• The input:
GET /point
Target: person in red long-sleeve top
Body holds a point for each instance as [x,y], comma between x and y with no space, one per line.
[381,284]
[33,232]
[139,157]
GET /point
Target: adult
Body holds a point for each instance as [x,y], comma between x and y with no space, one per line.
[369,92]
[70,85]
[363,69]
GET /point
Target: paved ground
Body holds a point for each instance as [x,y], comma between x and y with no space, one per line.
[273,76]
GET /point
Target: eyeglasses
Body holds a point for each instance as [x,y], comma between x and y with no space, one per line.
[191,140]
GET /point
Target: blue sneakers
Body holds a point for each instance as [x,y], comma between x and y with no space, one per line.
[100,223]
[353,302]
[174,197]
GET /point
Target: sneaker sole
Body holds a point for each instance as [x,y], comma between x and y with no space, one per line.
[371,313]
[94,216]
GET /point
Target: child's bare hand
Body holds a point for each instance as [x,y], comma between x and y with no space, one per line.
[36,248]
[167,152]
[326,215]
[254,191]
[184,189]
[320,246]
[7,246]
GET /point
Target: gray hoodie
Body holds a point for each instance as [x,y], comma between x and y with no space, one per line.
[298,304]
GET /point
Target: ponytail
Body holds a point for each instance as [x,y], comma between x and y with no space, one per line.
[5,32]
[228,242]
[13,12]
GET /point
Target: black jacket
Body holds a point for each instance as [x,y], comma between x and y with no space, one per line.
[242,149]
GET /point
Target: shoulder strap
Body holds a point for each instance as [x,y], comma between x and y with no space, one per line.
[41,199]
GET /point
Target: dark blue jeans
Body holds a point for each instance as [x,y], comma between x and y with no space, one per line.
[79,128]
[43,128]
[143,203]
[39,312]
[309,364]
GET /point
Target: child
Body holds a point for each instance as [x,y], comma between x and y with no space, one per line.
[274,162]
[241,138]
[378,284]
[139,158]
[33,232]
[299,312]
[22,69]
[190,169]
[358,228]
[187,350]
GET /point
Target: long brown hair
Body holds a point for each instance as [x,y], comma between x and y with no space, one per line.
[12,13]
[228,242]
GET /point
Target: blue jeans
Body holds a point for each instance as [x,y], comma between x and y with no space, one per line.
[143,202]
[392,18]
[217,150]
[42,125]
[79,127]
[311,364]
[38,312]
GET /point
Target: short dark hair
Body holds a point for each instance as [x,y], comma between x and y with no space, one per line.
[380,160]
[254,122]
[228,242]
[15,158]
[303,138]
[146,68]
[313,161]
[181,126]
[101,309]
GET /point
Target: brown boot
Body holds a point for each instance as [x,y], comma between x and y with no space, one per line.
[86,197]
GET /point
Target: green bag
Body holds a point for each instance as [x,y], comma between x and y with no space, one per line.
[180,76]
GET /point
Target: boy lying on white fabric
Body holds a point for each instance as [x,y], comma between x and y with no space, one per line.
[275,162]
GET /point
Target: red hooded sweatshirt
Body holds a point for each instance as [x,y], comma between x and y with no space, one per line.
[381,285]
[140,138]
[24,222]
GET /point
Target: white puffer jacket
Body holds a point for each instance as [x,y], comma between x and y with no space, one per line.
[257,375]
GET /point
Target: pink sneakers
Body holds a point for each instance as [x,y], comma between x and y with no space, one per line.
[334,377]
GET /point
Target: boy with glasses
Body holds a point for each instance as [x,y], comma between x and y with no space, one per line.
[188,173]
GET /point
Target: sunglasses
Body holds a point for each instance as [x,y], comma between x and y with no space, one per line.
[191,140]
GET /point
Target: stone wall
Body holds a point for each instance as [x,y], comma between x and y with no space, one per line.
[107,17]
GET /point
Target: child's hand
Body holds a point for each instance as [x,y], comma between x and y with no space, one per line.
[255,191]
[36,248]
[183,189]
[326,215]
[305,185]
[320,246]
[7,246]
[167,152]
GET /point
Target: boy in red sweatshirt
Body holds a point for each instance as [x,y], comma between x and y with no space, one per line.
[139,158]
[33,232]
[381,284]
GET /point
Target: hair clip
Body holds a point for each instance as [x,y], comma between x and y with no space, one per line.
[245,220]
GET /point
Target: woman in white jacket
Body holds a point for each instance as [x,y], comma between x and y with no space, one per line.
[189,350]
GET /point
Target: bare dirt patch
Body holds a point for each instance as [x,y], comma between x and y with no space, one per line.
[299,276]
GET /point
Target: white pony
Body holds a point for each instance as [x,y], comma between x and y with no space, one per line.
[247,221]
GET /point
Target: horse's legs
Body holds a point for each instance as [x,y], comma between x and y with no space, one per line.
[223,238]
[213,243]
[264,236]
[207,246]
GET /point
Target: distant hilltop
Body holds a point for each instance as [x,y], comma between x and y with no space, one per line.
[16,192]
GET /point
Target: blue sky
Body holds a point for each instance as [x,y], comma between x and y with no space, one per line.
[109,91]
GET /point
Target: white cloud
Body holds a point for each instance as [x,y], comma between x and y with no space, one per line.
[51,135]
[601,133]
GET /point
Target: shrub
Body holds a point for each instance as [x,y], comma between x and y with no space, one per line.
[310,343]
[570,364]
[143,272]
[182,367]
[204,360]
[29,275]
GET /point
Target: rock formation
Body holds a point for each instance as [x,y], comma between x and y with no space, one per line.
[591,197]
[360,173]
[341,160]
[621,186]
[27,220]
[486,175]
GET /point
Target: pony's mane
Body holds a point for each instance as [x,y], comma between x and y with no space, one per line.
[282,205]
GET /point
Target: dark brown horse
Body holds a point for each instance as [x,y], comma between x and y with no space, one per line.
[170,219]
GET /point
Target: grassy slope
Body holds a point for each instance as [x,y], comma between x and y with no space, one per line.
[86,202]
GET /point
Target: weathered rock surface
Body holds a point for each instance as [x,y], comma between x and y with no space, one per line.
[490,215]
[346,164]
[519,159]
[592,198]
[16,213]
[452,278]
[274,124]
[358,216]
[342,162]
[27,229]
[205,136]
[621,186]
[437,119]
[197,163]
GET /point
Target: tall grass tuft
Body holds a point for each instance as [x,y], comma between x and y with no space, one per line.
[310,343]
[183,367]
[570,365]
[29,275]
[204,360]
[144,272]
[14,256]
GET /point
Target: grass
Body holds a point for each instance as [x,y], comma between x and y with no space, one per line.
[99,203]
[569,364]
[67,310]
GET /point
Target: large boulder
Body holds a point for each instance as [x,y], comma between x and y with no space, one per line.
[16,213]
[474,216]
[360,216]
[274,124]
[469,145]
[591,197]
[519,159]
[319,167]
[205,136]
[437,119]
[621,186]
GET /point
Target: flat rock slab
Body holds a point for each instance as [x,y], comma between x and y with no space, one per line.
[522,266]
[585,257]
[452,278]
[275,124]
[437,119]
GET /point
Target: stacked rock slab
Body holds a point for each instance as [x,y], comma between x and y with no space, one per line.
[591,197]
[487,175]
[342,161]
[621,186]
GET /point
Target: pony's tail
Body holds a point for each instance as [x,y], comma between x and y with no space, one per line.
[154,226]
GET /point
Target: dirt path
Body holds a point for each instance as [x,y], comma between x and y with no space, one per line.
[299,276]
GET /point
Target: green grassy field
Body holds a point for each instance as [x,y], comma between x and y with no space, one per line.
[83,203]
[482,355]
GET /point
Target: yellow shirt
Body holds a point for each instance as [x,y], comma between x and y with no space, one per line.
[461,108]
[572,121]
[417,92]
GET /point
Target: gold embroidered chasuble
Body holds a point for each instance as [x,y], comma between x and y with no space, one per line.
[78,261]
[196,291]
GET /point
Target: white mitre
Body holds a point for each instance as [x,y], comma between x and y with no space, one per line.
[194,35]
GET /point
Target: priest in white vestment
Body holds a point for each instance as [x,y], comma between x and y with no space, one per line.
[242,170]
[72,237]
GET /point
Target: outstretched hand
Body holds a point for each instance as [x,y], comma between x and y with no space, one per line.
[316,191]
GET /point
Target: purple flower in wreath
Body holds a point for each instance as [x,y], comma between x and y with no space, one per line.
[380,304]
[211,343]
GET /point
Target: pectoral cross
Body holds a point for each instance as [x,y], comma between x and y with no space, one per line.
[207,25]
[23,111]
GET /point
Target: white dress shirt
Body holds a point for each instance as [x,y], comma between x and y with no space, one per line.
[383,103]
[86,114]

• Directions for this task: Look through the data and show every line containing "sweatshirt".

• Output for this exercise:
Target: red hooded sweatshirt
Target: boy in red sweatshirt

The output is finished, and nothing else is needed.